- Aufgabenstellung: Gib den Text über Merkels Regierungserklärung von „Regierungserklärung von Merkel: Du“ bis einschließlich „eben doch dazu.“ wieder und tausche dabei „Rednerpult“ gegen „Podium“ aus.

Regierungserklärung von Merkel: Du bist Deutschland

Kanzlerin Angela Merkel klingt in ihrer Rede fast wie Andrea Nahles. Nur für Horst Seehofer hat sie einen kleinen Seitenhieb parat.

Angela Merkels geballte Hände am Rednerpult

Haut nicht so richtig auf den Tisch: Kanzlerin Angela Merkel Foto: dpa

BERLIN taz | Immer dieser Seehofer. Bevor Angela Merkel für ihre brandneue Koalition wirbt, stößt sie ihm noch kurz Bescheid. Es stehe außer Frage, dass die historische Prägung des Landes christlich und jüdisch sei. „Doch so richtig das ist, so richtig ist es auch, dass mit den 4,5 Millionen bei uns lebenden Muslimen ihre Religion, der Islam, inzwischen ein Teil Deutschlands geworden ist.“ Der Islam, so Merkels Botschaft, gehört eben doch dazu.

Schon kommt die nächste Spitze gegen Seehofer, der ein paar Meter weiter auf der Kabinettsbank sitzt: Die Bundesregierung habe die Aufgabe, Diskussion so zu führen, dass durch konkrete Entscheidungen der Zusammenhalt aller in Deutschland lebenden Menschen größer und nicht kleiner werde. Deutlicher kann die Kanzlerin kaum ausdrücken, wie wenig sie von der von Seehofer angezettelten Islam-Debatte hält.

Merkel nutzte ihre Regierungserklärung am Mittwoch, um die Regierungsarbeit der nächsten vier Jahre abzustecken. Dabei treibt die Kanzlerin vor allem um, wie sich die Gesellschaft zusammenhalten lässt. Diese Frage zog sich durch ihre einstündige Rede, sie ist für Merkel der rote Faden des Koalitionsvertrags.

- Gespeicherte Daten:
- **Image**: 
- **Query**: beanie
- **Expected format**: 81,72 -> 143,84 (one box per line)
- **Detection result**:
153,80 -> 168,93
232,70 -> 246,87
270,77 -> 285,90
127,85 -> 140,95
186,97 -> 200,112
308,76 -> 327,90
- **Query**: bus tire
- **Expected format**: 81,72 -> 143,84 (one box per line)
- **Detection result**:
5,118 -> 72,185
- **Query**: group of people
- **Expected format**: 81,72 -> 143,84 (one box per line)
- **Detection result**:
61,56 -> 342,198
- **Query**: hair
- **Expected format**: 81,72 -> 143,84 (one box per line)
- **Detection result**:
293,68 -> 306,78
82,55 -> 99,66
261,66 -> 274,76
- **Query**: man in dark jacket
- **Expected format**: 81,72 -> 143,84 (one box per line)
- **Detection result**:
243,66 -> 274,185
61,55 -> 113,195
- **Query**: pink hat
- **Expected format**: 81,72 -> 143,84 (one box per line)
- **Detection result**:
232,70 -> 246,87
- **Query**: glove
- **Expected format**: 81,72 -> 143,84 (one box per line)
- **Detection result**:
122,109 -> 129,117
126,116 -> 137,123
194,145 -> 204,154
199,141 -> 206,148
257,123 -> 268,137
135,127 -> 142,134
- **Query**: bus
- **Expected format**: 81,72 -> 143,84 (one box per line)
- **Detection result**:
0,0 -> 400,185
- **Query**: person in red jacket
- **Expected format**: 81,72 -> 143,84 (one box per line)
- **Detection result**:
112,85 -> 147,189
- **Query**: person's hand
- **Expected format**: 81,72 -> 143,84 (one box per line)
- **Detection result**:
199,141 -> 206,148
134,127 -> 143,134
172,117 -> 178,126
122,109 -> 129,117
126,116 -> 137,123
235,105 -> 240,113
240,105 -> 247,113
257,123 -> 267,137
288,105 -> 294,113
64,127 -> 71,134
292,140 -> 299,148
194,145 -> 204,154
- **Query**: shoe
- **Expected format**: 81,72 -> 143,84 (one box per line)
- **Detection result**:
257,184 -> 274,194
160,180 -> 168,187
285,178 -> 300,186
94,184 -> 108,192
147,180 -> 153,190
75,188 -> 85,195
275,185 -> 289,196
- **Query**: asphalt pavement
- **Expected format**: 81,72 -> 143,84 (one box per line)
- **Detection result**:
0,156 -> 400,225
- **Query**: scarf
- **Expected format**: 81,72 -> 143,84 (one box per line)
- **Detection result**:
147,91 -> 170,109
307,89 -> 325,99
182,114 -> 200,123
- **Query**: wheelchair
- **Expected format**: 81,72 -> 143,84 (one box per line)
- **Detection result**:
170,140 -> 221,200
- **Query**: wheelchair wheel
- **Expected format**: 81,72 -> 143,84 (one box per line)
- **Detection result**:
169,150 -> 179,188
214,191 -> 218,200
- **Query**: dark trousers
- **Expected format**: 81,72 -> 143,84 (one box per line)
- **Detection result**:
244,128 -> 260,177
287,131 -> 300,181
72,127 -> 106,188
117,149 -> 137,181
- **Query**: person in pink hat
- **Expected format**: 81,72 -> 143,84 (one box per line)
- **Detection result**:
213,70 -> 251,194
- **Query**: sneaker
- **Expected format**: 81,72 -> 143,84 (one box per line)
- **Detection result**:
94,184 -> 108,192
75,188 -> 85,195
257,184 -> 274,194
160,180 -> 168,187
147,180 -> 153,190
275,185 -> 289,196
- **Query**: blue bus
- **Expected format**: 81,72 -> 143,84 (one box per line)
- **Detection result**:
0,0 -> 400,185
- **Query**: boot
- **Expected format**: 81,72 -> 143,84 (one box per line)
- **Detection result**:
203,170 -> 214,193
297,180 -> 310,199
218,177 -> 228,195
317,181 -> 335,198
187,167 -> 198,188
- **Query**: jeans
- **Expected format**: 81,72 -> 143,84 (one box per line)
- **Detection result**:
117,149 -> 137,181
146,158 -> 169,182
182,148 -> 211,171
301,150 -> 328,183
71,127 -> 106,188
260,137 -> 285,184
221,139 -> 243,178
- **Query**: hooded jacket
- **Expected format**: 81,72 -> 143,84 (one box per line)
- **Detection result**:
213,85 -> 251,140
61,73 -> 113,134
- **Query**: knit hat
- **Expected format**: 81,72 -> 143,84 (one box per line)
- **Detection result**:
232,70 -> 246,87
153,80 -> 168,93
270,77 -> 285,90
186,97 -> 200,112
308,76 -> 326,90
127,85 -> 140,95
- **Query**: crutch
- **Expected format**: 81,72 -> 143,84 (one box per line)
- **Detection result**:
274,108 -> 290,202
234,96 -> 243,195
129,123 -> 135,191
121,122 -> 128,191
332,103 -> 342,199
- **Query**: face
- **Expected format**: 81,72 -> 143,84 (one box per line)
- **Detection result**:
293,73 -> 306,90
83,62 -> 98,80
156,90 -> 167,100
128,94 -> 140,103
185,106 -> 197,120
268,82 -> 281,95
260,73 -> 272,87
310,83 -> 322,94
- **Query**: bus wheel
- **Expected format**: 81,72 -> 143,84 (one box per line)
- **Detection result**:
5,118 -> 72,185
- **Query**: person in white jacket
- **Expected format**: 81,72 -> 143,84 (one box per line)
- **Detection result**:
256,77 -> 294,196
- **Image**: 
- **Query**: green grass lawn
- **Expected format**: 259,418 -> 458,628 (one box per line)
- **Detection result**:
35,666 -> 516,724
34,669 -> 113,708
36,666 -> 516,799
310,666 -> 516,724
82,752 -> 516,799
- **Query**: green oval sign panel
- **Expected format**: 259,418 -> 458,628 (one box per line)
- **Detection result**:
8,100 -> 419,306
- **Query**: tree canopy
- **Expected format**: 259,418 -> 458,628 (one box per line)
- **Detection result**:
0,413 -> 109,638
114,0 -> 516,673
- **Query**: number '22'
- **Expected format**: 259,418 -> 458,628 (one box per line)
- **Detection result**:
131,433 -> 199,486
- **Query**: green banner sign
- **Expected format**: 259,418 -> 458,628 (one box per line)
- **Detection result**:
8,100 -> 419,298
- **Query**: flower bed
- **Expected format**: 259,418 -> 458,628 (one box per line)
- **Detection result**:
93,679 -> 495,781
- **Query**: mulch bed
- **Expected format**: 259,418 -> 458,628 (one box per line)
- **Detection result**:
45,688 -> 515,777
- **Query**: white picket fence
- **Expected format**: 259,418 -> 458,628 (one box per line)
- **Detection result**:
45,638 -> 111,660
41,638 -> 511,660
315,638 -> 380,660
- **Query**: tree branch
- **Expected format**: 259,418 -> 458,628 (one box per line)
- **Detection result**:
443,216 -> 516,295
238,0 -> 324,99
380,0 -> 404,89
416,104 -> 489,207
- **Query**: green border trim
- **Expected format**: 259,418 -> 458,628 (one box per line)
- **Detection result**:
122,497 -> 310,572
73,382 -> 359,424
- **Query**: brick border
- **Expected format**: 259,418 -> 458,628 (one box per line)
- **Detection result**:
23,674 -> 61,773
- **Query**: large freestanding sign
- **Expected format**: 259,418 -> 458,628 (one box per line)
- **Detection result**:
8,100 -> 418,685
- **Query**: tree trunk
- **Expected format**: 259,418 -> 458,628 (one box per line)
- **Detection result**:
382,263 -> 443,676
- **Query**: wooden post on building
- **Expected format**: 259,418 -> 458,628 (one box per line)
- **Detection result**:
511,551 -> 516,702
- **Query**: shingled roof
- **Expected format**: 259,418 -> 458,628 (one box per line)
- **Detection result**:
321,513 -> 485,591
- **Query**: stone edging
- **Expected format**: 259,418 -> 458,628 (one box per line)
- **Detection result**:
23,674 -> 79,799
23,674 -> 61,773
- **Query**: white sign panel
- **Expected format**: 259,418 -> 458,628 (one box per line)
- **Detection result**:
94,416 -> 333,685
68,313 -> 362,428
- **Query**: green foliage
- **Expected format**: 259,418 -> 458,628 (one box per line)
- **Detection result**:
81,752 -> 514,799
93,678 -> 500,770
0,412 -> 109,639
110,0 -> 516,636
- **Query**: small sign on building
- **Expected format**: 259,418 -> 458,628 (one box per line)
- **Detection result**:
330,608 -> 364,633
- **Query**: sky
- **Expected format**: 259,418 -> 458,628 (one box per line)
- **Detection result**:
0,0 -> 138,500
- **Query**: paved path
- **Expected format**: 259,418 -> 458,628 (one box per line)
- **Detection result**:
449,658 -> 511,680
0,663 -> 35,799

- Erledigte Aufgabe:
Regierungserklärung von Merkel: Du bist Deutschland

Kanzlerin Angela Merkel klingt in ihrer Rede fast wie Andrea Nahles. Nur für Horst Seehofer hat sie einen kleinen Seitenhieb parat.

Angela Merkels geballte Hände am Podium

Haut nicht so richtig auf den Tisch: Kanzlerin Angela Merkel Foto: dpa

BERLIN taz | Immer dieser Seehofer. Bevor Angela Merkel für ihre brandneue Koalition wirbt, stößt sie ihm noch kurz Bescheid. Es stehe außer Frage, dass die historische Prägung des Landes christlich und jüdisch sei. „Doch so richtig das ist, so richtig ist es auch, dass mit den 4,5 Millionen bei uns lebenden Muslimen ihre Religion, der Islam, inzwischen ein Teil Deutschlands geworden ist.“ Der Islam, so Merkels Botschaft, gehört eben doch dazu.